| Instructions to follow |
Where the string "white" shows up in a line of the records, copy that line.

| Supplied entries |
★ ★ ★ ★
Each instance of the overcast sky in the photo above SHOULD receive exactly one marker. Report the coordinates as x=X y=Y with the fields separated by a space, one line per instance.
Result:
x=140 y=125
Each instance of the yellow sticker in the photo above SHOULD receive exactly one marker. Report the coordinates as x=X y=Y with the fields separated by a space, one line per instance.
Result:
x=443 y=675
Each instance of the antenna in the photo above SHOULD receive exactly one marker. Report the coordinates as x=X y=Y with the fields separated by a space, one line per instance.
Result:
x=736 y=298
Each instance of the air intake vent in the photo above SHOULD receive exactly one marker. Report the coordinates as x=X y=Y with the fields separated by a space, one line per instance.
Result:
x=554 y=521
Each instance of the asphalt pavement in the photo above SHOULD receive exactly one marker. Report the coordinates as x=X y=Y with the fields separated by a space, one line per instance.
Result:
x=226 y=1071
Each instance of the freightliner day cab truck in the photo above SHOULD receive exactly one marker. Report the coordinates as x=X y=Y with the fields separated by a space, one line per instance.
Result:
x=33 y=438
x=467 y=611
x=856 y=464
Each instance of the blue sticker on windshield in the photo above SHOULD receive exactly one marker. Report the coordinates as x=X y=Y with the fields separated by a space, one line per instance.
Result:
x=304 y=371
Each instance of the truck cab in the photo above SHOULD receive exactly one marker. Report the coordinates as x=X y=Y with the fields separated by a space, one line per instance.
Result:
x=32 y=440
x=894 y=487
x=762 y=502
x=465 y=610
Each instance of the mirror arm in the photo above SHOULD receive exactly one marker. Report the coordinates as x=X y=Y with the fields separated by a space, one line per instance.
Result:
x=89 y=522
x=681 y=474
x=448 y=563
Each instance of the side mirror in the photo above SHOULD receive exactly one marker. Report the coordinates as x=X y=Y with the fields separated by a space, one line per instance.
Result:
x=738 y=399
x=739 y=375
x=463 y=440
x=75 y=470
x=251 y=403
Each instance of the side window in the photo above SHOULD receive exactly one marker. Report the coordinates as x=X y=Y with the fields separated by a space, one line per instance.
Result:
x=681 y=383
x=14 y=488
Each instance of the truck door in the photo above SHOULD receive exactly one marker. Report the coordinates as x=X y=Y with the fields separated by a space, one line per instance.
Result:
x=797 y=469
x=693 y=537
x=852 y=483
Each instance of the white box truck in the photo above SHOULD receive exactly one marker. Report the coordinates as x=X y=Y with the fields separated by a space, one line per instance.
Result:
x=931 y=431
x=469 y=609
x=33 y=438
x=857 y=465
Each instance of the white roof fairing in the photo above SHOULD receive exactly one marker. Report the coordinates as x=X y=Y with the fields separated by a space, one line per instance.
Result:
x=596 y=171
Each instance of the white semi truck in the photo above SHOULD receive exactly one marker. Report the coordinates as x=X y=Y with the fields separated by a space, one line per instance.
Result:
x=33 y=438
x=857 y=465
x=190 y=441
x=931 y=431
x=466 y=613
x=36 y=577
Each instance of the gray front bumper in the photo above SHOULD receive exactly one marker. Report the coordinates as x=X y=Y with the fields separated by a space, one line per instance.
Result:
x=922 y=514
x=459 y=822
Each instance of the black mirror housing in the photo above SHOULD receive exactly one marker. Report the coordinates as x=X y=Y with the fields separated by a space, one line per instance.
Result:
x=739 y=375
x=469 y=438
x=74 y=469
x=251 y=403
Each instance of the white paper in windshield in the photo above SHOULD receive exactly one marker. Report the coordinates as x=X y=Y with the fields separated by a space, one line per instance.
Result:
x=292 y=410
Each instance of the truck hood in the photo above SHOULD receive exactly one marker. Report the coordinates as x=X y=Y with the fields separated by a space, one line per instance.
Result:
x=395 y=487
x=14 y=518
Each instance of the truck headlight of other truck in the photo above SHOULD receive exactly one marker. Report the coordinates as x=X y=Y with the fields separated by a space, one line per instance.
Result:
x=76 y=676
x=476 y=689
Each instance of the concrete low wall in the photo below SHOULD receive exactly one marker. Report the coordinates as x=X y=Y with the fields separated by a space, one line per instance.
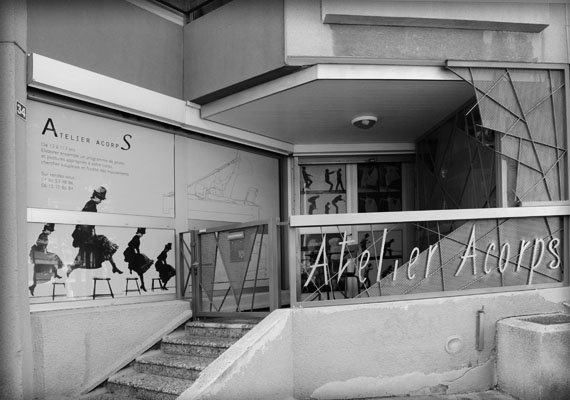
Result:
x=258 y=367
x=414 y=347
x=75 y=350
x=534 y=356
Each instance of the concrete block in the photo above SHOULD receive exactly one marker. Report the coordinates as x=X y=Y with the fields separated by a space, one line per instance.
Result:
x=533 y=357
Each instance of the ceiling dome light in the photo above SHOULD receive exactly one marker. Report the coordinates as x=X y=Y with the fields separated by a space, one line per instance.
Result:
x=365 y=121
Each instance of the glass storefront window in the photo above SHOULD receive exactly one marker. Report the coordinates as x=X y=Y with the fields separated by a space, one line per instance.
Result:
x=506 y=153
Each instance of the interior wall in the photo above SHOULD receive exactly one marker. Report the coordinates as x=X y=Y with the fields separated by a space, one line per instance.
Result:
x=110 y=37
x=74 y=349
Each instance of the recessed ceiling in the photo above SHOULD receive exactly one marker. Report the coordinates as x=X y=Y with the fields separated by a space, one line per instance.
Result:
x=304 y=111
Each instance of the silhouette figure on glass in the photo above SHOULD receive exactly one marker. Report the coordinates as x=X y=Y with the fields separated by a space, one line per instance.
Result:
x=335 y=202
x=165 y=271
x=94 y=249
x=44 y=261
x=137 y=261
x=328 y=174
x=306 y=177
x=364 y=243
x=312 y=203
x=339 y=184
x=369 y=179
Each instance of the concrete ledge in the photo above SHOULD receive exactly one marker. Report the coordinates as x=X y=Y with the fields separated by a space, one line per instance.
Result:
x=534 y=355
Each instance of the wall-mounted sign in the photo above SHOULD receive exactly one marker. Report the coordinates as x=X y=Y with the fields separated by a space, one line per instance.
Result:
x=71 y=154
x=21 y=110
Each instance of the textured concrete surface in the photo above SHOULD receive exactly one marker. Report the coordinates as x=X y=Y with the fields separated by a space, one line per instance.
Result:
x=534 y=355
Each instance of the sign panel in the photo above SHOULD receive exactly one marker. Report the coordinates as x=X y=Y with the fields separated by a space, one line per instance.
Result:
x=71 y=155
x=83 y=262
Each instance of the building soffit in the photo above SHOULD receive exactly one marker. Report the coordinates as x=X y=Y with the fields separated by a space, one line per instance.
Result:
x=312 y=109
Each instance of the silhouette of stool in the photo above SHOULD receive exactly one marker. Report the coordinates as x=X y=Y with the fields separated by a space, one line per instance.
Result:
x=53 y=291
x=132 y=290
x=95 y=294
x=159 y=283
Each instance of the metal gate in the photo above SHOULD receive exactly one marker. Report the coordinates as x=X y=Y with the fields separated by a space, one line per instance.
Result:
x=232 y=270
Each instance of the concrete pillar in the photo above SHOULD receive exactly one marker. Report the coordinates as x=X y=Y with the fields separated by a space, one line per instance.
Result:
x=16 y=368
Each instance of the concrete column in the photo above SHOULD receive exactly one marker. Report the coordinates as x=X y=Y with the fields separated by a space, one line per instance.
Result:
x=16 y=369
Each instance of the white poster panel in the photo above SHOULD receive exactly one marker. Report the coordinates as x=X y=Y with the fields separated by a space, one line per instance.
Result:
x=230 y=185
x=107 y=262
x=72 y=154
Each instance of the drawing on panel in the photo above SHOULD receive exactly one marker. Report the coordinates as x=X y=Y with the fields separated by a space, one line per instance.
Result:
x=223 y=186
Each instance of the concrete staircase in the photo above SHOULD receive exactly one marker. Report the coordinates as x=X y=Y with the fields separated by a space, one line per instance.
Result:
x=165 y=372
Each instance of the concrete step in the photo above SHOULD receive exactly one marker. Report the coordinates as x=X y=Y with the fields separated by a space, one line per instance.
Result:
x=182 y=343
x=225 y=328
x=180 y=366
x=134 y=384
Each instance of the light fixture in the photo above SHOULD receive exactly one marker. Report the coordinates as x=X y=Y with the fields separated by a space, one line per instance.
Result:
x=364 y=121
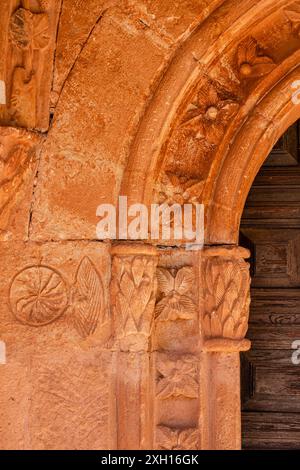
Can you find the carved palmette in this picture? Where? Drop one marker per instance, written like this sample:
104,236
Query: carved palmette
227,298
175,291
134,292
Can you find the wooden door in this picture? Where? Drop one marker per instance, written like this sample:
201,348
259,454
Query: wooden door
271,229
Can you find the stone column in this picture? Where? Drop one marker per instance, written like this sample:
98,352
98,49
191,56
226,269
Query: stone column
226,300
133,294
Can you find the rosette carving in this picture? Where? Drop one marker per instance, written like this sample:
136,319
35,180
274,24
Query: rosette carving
251,60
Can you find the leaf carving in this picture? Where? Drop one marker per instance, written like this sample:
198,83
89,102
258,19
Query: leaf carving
87,298
227,298
134,285
176,295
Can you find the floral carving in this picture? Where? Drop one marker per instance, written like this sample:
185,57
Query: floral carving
38,295
134,292
177,378
177,439
227,298
212,108
294,16
179,189
174,291
191,148
29,32
87,298
251,61
17,161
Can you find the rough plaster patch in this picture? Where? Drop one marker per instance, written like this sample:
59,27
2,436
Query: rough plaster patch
2,92
2,353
★ ★ ★ ★
| The answer |
Each instance of the white box truck in the photo above SHOULD receive exactly one marker. Report the coordinates as x=X y=Y with the fields separated by a space, one line per instance.
Each instance of the white roof fairing in the photo above SHOULD receive exactly one marker. Report the coordinates as x=X y=Y with the fields separated by a space, one line per instance.
Each instance of the white semi truck in the photo above SHOULD receive exactly one marker. Report the coordinates as x=X y=Y with the fields separated by a space, one line per instance.
Each instance of the white paper in windshield in the photo above SHOULD receive exactly one marker. Report the coordinates as x=X y=Y with the fields separated by a space, one line per instance.
Each instance of the white poster panel in the photo above SHOULD receive exactly one marker. Report the coordinates as x=X y=Y with the fields separated by a space, one line per instance.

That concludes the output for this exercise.